What is required: Convert the stretch of material from the line containing "Running a dermatology lesion detector. Mark the man's" through the line containing "[214,0,348,83]" into a JSON list of strings, one string per line, skipping blank lines.

Extracted data entries
○ ○ ○
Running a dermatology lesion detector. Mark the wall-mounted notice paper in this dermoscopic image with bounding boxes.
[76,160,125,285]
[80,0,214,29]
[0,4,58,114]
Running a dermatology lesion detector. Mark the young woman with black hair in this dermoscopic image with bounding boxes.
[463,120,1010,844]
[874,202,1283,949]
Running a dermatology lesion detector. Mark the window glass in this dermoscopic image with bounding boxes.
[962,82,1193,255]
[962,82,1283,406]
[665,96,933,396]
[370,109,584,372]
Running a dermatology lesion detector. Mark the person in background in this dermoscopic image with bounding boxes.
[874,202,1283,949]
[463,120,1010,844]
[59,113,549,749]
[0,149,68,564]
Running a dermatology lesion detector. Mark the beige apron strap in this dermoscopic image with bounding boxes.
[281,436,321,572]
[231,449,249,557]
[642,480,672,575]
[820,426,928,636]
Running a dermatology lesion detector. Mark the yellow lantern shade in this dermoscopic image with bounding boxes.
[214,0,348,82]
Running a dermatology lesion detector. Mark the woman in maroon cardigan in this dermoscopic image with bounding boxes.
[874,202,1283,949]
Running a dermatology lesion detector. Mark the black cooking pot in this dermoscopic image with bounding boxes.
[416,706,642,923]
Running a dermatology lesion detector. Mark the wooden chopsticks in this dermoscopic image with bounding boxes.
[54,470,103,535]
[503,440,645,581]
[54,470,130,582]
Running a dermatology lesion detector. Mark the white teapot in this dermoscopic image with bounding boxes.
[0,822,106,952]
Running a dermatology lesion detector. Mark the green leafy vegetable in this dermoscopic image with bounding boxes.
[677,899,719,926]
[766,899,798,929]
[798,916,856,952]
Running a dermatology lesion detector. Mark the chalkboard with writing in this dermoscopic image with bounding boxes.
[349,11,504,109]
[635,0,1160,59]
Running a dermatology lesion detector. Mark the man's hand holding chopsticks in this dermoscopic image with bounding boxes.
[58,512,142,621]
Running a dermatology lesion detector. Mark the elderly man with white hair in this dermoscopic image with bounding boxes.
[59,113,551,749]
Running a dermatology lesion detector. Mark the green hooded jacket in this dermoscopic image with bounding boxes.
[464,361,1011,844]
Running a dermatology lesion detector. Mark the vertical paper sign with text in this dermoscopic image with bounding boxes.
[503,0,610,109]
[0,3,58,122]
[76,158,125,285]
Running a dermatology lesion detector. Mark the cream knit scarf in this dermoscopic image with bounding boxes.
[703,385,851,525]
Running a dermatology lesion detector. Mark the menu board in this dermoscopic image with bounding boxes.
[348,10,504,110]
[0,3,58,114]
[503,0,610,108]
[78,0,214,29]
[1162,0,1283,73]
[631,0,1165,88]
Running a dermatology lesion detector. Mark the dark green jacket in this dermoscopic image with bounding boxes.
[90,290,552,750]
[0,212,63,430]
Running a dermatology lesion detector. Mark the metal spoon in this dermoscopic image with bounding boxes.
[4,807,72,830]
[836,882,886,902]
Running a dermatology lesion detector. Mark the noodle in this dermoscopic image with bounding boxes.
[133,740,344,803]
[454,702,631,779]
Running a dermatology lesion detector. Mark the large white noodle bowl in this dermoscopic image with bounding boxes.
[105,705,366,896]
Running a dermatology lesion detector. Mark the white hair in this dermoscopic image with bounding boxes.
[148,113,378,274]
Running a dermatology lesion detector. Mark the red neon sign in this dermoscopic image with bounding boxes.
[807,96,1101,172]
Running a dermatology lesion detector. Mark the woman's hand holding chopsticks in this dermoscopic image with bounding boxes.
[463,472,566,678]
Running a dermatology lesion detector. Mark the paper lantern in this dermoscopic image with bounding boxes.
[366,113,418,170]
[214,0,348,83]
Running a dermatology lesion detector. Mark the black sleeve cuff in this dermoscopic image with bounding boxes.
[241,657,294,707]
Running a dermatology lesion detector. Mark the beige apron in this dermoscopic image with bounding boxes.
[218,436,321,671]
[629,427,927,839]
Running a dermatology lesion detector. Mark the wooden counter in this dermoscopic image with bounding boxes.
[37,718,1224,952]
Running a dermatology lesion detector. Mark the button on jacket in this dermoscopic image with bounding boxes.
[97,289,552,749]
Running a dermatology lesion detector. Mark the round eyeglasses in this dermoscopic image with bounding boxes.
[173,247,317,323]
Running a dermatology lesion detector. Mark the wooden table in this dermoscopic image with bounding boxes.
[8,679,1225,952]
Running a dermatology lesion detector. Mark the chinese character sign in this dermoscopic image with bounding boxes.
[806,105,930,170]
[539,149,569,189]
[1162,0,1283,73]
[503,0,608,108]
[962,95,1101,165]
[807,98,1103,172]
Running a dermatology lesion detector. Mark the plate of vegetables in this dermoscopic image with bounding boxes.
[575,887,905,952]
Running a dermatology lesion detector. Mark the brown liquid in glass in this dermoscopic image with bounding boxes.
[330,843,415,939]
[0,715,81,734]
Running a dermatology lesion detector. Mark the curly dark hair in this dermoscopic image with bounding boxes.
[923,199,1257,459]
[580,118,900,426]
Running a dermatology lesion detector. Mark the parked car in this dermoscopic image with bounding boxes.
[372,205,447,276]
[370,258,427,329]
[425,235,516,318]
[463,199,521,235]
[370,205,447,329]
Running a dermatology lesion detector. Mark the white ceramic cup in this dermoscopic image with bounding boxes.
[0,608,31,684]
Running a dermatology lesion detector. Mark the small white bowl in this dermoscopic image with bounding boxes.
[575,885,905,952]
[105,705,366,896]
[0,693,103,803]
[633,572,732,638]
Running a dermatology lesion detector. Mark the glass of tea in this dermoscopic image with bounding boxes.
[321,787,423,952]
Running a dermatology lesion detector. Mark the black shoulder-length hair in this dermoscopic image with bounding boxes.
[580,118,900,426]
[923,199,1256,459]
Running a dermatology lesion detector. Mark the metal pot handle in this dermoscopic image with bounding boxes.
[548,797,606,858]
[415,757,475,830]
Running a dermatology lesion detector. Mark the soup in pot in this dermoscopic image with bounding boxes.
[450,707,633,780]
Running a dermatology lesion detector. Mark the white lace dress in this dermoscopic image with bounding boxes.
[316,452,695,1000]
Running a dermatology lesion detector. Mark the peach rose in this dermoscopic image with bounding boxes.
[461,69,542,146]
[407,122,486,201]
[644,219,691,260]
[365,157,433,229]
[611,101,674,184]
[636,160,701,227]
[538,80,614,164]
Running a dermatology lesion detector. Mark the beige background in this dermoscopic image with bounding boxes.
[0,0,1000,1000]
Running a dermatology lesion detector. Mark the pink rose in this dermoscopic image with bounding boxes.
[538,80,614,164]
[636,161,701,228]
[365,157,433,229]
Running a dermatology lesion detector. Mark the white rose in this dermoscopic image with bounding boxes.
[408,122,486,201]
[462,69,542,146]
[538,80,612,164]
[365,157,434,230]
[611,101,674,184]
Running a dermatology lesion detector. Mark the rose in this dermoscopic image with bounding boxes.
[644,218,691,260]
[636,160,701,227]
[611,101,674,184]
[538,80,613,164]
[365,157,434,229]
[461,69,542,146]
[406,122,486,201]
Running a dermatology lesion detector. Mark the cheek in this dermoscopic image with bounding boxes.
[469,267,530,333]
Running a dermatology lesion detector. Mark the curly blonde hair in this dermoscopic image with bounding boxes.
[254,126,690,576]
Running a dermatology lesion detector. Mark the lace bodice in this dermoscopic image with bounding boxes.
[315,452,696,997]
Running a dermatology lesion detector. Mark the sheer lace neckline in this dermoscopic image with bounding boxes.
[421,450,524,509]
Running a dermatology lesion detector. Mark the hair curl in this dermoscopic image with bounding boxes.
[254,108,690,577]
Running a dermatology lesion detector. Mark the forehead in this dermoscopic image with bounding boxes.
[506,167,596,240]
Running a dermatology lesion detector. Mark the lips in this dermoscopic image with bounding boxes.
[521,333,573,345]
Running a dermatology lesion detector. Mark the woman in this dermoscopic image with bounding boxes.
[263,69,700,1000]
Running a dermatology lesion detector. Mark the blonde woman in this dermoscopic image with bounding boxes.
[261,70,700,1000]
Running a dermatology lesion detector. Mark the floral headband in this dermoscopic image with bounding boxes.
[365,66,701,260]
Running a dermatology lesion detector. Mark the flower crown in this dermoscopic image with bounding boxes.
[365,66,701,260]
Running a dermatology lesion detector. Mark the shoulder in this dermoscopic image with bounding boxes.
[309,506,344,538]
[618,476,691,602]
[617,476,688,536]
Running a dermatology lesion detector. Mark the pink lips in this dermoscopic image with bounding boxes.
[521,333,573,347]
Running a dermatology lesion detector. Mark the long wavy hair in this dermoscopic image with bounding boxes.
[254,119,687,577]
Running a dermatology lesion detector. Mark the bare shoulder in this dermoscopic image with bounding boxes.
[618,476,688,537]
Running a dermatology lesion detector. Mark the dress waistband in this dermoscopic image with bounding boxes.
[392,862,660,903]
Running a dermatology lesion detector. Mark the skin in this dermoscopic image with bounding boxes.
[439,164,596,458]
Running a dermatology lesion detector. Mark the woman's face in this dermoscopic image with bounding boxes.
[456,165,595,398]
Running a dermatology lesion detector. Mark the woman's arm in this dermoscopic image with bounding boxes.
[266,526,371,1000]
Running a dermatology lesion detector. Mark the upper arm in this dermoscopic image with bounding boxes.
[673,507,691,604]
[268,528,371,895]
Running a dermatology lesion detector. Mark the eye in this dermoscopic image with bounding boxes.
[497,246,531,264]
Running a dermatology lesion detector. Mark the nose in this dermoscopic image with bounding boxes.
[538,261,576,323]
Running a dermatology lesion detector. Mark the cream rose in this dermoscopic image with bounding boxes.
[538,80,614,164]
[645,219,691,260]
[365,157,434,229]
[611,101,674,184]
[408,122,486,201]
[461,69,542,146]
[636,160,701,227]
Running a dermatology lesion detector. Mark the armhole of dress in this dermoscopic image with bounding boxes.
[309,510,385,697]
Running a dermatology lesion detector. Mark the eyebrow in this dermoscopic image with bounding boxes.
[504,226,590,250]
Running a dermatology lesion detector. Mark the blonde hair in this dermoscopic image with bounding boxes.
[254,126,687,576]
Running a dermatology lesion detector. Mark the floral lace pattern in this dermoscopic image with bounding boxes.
○ ○ ○
The reply:
[
  "Running a dermatology lesion detector. Mark the man's hand holding chopsticks in this dermoscopic image with bounding boxes.",
  "[58,512,142,621]",
  "Running a dermatology lesion detector. Mark the elderly man with white hair in this dermoscopic image with bounding boxes.",
  "[59,113,551,749]",
  "Running a dermatology lesion detector. Mark the green hooded jacket in this dermoscopic image with bounding boxes.",
  "[464,361,1011,844]",
  "Running a dermatology lesion detector. Mark the vertical paper sign with text in this dermoscopic image with bounding boxes.",
  "[503,0,610,109]",
  "[0,3,58,122]",
  "[76,158,125,285]",
  "Running a dermatology lesion detector. Mark the cream knit scarf in this dermoscopic image with bounding boxes.",
  "[703,385,851,525]",
  "Running a dermatology lesion detector. Mark the menu board in this dermoscopic image with bounding boxes.",
  "[348,10,504,110]",
  "[0,3,58,114]",
  "[503,0,610,108]",
  "[78,0,214,29]",
  "[1162,0,1283,73]",
  "[631,0,1165,88]",
  "Running a dermatology lesion detector. Mark the dark green jacket in this dermoscopic image with bounding boxes.",
  "[90,290,552,750]",
  "[0,212,63,430]",
  "Running a dermatology lesion detector. Mark the metal spoon in this dermoscopic image with bounding boxes.",
  "[4,807,72,830]",
  "[836,882,886,902]",
  "Running a dermatology lesion detector. Mark the noodle in this dermoscopic image with bounding boxes.",
  "[133,740,344,803]",
  "[454,702,631,779]",
  "Running a dermatology lesion detector. Mark the large white noodle bowl in this dermoscopic image with bounding boxes.",
  "[105,705,366,896]",
  "Running a dermatology lesion detector. Mark the white hair in this dermoscopic image with bounding boxes.",
  "[148,113,378,274]",
  "Running a dermatology lesion detector. Mark the red neon sign in this dermoscopic image with bounding boxes.",
  "[807,96,1101,172]",
  "Running a dermatology lesion detector. Mark the woman's hand holding chopsticks in this dermoscopic image with bounding boxes.",
  "[463,472,566,678]",
  "Running a dermatology lesion detector. Mark the paper lantern in this dermoscopic image with bounding boxes.",
  "[366,113,418,170]",
  "[214,0,348,83]"
]